**WORK REQUIRED**
Can you give all the records again without altering a single character?

**GIVEN ENTRIES**
****
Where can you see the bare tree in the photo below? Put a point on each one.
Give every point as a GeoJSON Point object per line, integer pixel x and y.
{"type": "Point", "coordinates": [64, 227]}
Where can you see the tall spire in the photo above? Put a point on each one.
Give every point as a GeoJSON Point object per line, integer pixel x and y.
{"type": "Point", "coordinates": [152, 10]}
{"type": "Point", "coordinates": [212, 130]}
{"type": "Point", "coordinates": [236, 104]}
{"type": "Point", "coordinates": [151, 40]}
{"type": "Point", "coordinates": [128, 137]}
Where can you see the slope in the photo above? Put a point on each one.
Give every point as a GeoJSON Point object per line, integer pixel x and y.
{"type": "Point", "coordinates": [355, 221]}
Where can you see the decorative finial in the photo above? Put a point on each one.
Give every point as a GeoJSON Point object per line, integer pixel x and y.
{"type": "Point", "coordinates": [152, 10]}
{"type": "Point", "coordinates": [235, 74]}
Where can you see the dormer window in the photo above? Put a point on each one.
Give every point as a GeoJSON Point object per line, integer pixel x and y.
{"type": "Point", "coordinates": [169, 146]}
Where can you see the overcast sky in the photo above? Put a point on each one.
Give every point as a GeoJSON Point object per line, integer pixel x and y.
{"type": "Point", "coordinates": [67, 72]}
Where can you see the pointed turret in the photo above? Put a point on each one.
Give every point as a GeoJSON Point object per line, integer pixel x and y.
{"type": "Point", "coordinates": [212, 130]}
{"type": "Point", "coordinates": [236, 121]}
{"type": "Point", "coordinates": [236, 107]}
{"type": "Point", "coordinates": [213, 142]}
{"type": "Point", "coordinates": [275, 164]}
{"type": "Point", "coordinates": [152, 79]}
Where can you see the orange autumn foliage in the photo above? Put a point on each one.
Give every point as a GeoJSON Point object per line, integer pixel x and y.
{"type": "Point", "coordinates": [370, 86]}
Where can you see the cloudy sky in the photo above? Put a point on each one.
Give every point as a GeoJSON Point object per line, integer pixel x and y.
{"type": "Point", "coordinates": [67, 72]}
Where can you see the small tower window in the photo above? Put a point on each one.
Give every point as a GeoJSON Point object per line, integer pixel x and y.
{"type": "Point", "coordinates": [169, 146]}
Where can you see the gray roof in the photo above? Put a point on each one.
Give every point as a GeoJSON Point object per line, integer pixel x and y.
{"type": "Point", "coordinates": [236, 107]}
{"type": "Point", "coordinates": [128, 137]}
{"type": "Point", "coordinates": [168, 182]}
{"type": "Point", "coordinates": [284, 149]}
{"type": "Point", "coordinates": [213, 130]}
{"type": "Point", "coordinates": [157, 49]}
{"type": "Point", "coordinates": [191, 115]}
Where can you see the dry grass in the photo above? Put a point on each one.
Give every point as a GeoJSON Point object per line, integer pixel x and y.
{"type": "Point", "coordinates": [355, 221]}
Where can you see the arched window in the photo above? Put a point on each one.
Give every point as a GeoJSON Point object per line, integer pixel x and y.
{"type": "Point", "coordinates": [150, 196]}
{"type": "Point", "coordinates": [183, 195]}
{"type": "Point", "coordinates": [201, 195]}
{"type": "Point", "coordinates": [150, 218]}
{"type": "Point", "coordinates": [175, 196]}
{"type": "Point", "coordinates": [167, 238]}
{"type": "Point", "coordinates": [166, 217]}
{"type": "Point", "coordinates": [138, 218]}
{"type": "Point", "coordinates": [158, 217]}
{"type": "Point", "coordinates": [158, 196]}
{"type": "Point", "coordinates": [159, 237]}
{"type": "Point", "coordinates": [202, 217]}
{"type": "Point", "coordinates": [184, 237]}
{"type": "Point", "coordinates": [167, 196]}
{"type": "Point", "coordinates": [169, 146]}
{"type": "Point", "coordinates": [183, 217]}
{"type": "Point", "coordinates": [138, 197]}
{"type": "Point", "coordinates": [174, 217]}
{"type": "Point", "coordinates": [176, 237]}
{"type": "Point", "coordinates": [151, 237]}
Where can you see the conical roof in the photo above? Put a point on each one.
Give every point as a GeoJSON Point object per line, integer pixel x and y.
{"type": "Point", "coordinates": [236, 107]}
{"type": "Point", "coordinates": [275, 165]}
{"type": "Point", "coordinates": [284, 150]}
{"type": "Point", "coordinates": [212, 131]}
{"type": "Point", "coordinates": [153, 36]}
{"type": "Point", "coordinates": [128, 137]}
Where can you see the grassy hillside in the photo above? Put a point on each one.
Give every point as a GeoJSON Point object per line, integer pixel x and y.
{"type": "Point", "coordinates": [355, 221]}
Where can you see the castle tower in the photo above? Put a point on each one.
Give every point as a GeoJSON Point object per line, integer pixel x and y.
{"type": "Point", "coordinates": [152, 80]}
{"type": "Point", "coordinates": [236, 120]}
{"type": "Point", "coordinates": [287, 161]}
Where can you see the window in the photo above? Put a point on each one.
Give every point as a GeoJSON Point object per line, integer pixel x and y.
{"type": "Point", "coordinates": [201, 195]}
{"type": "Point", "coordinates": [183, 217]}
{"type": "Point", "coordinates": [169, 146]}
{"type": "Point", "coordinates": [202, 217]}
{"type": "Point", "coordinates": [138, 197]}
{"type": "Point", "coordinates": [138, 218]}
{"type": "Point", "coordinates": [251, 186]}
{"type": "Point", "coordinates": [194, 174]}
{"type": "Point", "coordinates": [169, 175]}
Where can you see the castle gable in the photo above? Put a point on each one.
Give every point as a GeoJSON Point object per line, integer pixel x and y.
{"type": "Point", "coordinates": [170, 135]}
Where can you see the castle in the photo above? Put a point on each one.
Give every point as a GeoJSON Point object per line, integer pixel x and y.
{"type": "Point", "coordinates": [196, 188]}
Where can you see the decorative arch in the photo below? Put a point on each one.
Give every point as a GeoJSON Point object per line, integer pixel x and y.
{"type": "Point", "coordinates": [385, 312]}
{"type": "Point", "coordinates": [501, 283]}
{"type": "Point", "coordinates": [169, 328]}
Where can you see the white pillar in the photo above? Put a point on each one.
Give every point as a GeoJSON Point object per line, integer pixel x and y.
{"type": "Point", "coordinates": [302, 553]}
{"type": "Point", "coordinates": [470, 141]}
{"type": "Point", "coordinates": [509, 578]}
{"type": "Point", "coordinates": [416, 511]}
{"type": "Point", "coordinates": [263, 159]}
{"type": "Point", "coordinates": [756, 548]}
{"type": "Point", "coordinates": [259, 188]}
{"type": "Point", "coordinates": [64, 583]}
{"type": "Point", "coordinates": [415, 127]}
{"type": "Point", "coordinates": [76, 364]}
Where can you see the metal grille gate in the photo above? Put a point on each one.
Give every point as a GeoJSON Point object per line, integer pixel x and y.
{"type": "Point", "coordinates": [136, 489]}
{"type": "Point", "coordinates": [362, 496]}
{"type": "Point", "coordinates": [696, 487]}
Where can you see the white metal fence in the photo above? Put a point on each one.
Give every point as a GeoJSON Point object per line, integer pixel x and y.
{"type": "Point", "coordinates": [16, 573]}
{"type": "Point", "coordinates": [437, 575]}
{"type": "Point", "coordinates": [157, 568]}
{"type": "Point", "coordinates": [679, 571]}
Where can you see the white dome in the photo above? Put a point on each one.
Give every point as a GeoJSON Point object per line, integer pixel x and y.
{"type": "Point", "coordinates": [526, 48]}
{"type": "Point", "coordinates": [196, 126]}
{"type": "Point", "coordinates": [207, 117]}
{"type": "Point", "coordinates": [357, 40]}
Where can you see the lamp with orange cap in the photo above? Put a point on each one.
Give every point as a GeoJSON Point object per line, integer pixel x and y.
****
**EXPECTED ANSWER**
Where can you see the bare tree in the photo below? Put a point on each one.
Give every point as a GeoJSON Point object per line, integer pixel x and y.
{"type": "Point", "coordinates": [64, 227]}
Where can you see the tall spire in the photo above? Put a point on each one.
Give every point as a GeoJSON Point object per line, integer pixel x and y.
{"type": "Point", "coordinates": [152, 10]}
{"type": "Point", "coordinates": [212, 130]}
{"type": "Point", "coordinates": [236, 104]}
{"type": "Point", "coordinates": [151, 40]}
{"type": "Point", "coordinates": [128, 137]}
Where can you see the slope in the photo above? Put a point on each one.
Give every point as a GeoJSON Point object per line, integer pixel x and y.
{"type": "Point", "coordinates": [355, 221]}
Where can you see the decorative finial in the photo above? Put a point on each one.
Give every point as a GeoJSON Point object per line, integer pixel x and y.
{"type": "Point", "coordinates": [152, 10]}
{"type": "Point", "coordinates": [235, 74]}
Where can you see the dormer window in the photo above? Put a point on each one.
Give every point as a GeoJSON Point object per line, integer pixel x and y.
{"type": "Point", "coordinates": [169, 146]}
Where can you see the overcast sky in the photo above? Put a point on each one.
Give every point as a GeoJSON Point object per line, integer pixel x and y.
{"type": "Point", "coordinates": [67, 72]}
Where can you see the pointed turret in the photo above? Put a point on each one.
Give every point as a GeoJSON Point object per line, integer pixel x and y.
{"type": "Point", "coordinates": [212, 130]}
{"type": "Point", "coordinates": [236, 121]}
{"type": "Point", "coordinates": [236, 107]}
{"type": "Point", "coordinates": [213, 142]}
{"type": "Point", "coordinates": [275, 164]}
{"type": "Point", "coordinates": [152, 79]}
Where can you see the orange autumn foliage in the photo above? Put a point on each one.
Give every point as a GeoJSON Point object per line, integer pixel x and y.
{"type": "Point", "coordinates": [370, 86]}
Where can you see the cloudy sky in the photo above? Put a point on each one.
Give every point as a GeoJSON Point object per line, integer pixel x and y.
{"type": "Point", "coordinates": [67, 72]}
Where can you see the small tower window in the photo above? Put a point on each one.
Give every point as a GeoJSON Point object per line, integer pixel x and y.
{"type": "Point", "coordinates": [169, 146]}
Where can you see the gray roof in the photo above? Put a point on each one.
Give every point as a GeoJSON Point object per line, integer pixel x and y.
{"type": "Point", "coordinates": [236, 107]}
{"type": "Point", "coordinates": [128, 137]}
{"type": "Point", "coordinates": [168, 182]}
{"type": "Point", "coordinates": [284, 149]}
{"type": "Point", "coordinates": [213, 130]}
{"type": "Point", "coordinates": [157, 49]}
{"type": "Point", "coordinates": [191, 115]}
Where can you see the dry grass in the photo above? Put a point on each one.
Give every point as a GeoJSON Point object per line, integer pixel x and y.
{"type": "Point", "coordinates": [355, 221]}
Where can you see the arched window in the photo above? Put a point on each one.
Give every point as a GeoJSON Point object per line, integer pixel x and y.
{"type": "Point", "coordinates": [150, 196]}
{"type": "Point", "coordinates": [183, 195]}
{"type": "Point", "coordinates": [201, 195]}
{"type": "Point", "coordinates": [150, 218]}
{"type": "Point", "coordinates": [175, 196]}
{"type": "Point", "coordinates": [167, 238]}
{"type": "Point", "coordinates": [166, 217]}
{"type": "Point", "coordinates": [138, 218]}
{"type": "Point", "coordinates": [158, 217]}
{"type": "Point", "coordinates": [158, 196]}
{"type": "Point", "coordinates": [159, 237]}
{"type": "Point", "coordinates": [202, 217]}
{"type": "Point", "coordinates": [184, 237]}
{"type": "Point", "coordinates": [167, 196]}
{"type": "Point", "coordinates": [169, 146]}
{"type": "Point", "coordinates": [183, 217]}
{"type": "Point", "coordinates": [138, 197]}
{"type": "Point", "coordinates": [174, 217]}
{"type": "Point", "coordinates": [176, 237]}
{"type": "Point", "coordinates": [151, 237]}
Where can you see the conical roof in the photo above? Put a point on each one.
Give every point as a GeoJSON Point object per line, integer pixel x and y.
{"type": "Point", "coordinates": [236, 107]}
{"type": "Point", "coordinates": [275, 165]}
{"type": "Point", "coordinates": [284, 150]}
{"type": "Point", "coordinates": [212, 131]}
{"type": "Point", "coordinates": [153, 36]}
{"type": "Point", "coordinates": [128, 137]}
Where can you see the grassy hillside in the photo above? Put a point on each one.
Give every point as a GeoJSON Point object per line, integer pixel x and y.
{"type": "Point", "coordinates": [355, 221]}
Where can you see the castle tower in the photo above? Put a point on each one.
Give every point as a GeoJSON Point object per line, integer pixel x and y.
{"type": "Point", "coordinates": [152, 80]}
{"type": "Point", "coordinates": [236, 120]}
{"type": "Point", "coordinates": [287, 161]}
Where can you see the window in the photo above? Put a point on each one.
Give every point as a GeoJSON Point object per line, integer pixel x and y.
{"type": "Point", "coordinates": [201, 195]}
{"type": "Point", "coordinates": [183, 217]}
{"type": "Point", "coordinates": [169, 146]}
{"type": "Point", "coordinates": [202, 217]}
{"type": "Point", "coordinates": [138, 197]}
{"type": "Point", "coordinates": [138, 218]}
{"type": "Point", "coordinates": [251, 186]}
{"type": "Point", "coordinates": [194, 174]}
{"type": "Point", "coordinates": [169, 175]}
Where can you see the castle gable in the photo above? Put a point on each one.
Give every point as a GeoJSON Point object per line, integer pixel x and y.
{"type": "Point", "coordinates": [170, 135]}
Where can you see the castle in the photo above? Put a point on each one.
Give every point as a GeoJSON Point object per line, integer pixel x and y.
{"type": "Point", "coordinates": [196, 188]}
Where can you see the decorative arch in the photo below? Put a point on each one.
Give every point as a GeoJSON Point object per line, integer pixel x and y.
{"type": "Point", "coordinates": [385, 312]}
{"type": "Point", "coordinates": [501, 283]}
{"type": "Point", "coordinates": [169, 328]}
Where can you see the white pillar in the photo above? Put a point on each one.
Give every point as a GeoJSON Point object per line, integer pixel x and y.
{"type": "Point", "coordinates": [302, 553]}
{"type": "Point", "coordinates": [470, 141]}
{"type": "Point", "coordinates": [509, 578]}
{"type": "Point", "coordinates": [416, 511]}
{"type": "Point", "coordinates": [263, 159]}
{"type": "Point", "coordinates": [756, 548]}
{"type": "Point", "coordinates": [259, 188]}
{"type": "Point", "coordinates": [64, 583]}
{"type": "Point", "coordinates": [415, 127]}
{"type": "Point", "coordinates": [76, 364]}
Where can you see the metal grille gate in the photo above? Put a point on each one.
Give every point as a GeoJSON Point object per line, integer pixel x and y.
{"type": "Point", "coordinates": [136, 489]}
{"type": "Point", "coordinates": [362, 496]}
{"type": "Point", "coordinates": [696, 487]}
Where can you see the white metal fence in the photo above? Put a point on each one.
Give every point as a GeoJSON Point object per line, integer pixel x and y.
{"type": "Point", "coordinates": [16, 573]}
{"type": "Point", "coordinates": [437, 575]}
{"type": "Point", "coordinates": [157, 568]}
{"type": "Point", "coordinates": [679, 571]}
Where can you see the white dome in the photo above? Put a point on each one.
Give every point as a GeoJSON Point object per line, integer pixel x and y.
{"type": "Point", "coordinates": [526, 48]}
{"type": "Point", "coordinates": [196, 126]}
{"type": "Point", "coordinates": [207, 117]}
{"type": "Point", "coordinates": [357, 40]}
Where can you see the lamp with orange cap in the photo above? Put a point on each one.
Give every point as a GeoJSON Point object per line, integer pixel x and y.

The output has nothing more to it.